WORK ITEM:
After finding the line with "Query: red ornament" in the data below, set down exactly each line through the one with "Query: girl's long blonde hair", inclusive, and stop there.

DATA EXTRACTS:
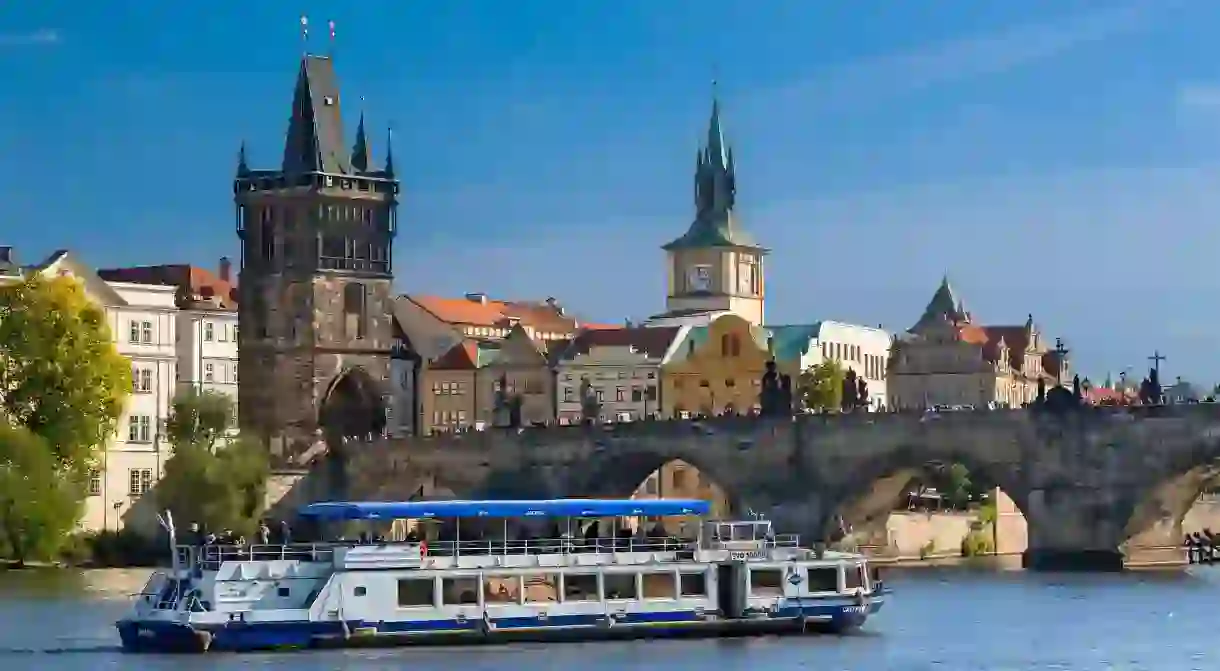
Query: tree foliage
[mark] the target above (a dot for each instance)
(39, 503)
(218, 487)
(60, 373)
(820, 387)
(199, 417)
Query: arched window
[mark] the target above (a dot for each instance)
(355, 310)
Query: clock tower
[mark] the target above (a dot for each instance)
(715, 266)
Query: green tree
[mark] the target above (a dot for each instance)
(820, 387)
(60, 373)
(39, 504)
(217, 487)
(199, 417)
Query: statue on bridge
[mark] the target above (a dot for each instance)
(775, 397)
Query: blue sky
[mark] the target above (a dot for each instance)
(1054, 156)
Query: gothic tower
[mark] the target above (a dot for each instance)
(316, 281)
(715, 266)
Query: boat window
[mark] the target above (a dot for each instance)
(580, 587)
(853, 576)
(659, 584)
(415, 592)
(693, 584)
(766, 581)
(620, 586)
(542, 588)
(502, 589)
(459, 591)
(822, 578)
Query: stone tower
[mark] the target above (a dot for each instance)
(316, 281)
(715, 266)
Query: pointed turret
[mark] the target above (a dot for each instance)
(715, 193)
(243, 167)
(315, 140)
(360, 150)
(943, 306)
(389, 154)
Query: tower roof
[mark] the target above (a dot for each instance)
(943, 306)
(715, 194)
(315, 139)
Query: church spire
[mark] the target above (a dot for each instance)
(360, 150)
(389, 153)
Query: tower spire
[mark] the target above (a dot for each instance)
(360, 150)
(389, 153)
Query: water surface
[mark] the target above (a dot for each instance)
(941, 619)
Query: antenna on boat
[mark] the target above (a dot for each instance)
(166, 521)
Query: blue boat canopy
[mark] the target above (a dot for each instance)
(553, 508)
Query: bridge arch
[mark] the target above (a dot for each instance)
(1154, 514)
(861, 504)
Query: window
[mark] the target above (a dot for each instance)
(139, 481)
(459, 591)
(541, 589)
(580, 587)
(415, 592)
(659, 584)
(693, 584)
(502, 589)
(766, 581)
(822, 580)
(355, 310)
(620, 586)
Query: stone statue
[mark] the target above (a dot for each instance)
(591, 410)
(849, 400)
(770, 392)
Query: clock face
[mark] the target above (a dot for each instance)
(699, 278)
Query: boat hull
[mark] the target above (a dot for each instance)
(182, 637)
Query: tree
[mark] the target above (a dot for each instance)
(60, 373)
(220, 488)
(820, 387)
(199, 417)
(39, 505)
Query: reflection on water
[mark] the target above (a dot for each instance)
(959, 619)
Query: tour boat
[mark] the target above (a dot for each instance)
(731, 578)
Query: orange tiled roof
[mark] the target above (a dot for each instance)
(193, 282)
(486, 311)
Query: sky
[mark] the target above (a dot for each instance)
(1055, 157)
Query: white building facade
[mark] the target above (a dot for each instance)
(858, 348)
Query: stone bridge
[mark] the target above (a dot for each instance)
(1096, 486)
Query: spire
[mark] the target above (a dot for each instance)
(315, 139)
(389, 153)
(943, 306)
(360, 150)
(243, 167)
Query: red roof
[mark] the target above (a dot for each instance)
(195, 284)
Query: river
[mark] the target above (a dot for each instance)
(950, 619)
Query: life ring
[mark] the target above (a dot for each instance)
(203, 641)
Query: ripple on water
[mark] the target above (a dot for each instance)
(941, 620)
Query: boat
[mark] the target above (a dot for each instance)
(731, 578)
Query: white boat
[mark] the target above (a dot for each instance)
(735, 578)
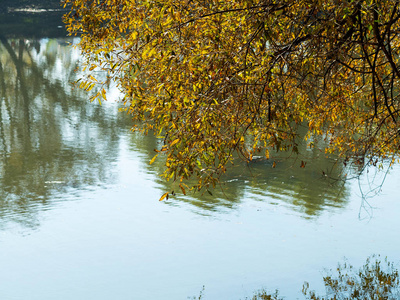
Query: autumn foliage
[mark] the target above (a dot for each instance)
(216, 79)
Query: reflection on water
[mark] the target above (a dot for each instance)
(50, 139)
(72, 171)
(308, 190)
(54, 142)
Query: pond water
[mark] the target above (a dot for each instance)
(80, 216)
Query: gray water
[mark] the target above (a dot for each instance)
(80, 216)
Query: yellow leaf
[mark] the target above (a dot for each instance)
(153, 159)
(174, 142)
(182, 188)
(164, 196)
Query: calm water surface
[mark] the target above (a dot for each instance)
(80, 216)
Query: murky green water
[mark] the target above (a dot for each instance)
(80, 217)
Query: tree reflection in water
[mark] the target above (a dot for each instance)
(51, 141)
(307, 191)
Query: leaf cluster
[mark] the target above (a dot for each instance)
(219, 79)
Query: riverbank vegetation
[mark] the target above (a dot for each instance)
(376, 280)
(219, 79)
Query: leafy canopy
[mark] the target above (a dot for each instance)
(215, 79)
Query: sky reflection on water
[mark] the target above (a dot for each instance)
(80, 217)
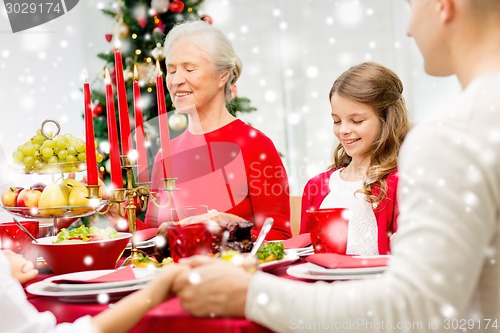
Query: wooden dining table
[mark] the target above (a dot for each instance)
(167, 316)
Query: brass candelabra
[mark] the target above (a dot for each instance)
(134, 193)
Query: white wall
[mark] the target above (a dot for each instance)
(292, 51)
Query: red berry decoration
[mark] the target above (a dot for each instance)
(176, 6)
(98, 110)
(207, 18)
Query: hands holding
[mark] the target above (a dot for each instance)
(212, 287)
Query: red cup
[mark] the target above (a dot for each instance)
(16, 240)
(187, 240)
(328, 229)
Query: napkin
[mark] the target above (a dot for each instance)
(298, 241)
(122, 274)
(145, 234)
(334, 260)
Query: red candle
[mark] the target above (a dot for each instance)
(89, 136)
(122, 104)
(166, 150)
(142, 158)
(114, 149)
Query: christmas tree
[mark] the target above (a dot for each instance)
(140, 28)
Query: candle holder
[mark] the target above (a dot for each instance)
(135, 197)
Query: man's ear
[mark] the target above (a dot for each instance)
(446, 10)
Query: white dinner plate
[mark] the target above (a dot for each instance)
(143, 244)
(49, 288)
(315, 272)
(287, 259)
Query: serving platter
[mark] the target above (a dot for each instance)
(90, 292)
(54, 212)
(312, 271)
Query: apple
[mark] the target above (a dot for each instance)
(38, 186)
(28, 198)
(9, 197)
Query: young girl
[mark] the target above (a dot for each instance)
(370, 121)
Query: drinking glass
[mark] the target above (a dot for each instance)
(328, 229)
(188, 240)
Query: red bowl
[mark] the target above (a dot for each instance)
(84, 256)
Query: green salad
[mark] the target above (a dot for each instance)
(84, 234)
(271, 251)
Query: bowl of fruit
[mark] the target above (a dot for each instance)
(82, 249)
(67, 198)
(49, 153)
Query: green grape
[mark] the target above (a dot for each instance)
(38, 139)
(81, 147)
(61, 142)
(71, 158)
(72, 150)
(18, 156)
(29, 150)
(62, 154)
(28, 160)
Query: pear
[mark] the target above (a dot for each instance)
(72, 183)
(53, 195)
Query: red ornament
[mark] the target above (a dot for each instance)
(142, 21)
(208, 19)
(176, 6)
(98, 110)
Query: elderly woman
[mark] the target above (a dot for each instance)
(219, 161)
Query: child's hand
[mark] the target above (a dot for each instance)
(22, 270)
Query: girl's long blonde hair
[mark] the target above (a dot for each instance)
(379, 87)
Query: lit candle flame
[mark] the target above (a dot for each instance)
(136, 75)
(85, 75)
(118, 44)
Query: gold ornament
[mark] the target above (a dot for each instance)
(146, 72)
(157, 53)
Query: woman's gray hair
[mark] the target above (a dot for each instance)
(214, 43)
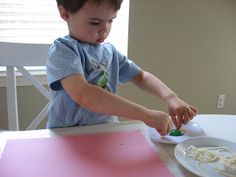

RESPONSE TO THIS EXERCISE:
Query: red ornament
[mark] the target above (a dot for each instance)
(142, 21)
(208, 19)
(176, 6)
(98, 110)
Query: elderly woman
[mark] the target above (a dot for each instance)
(219, 161)
Query: child's hand
[mark] the target above (a dot for each instance)
(22, 270)
Query: girl's long blonde hair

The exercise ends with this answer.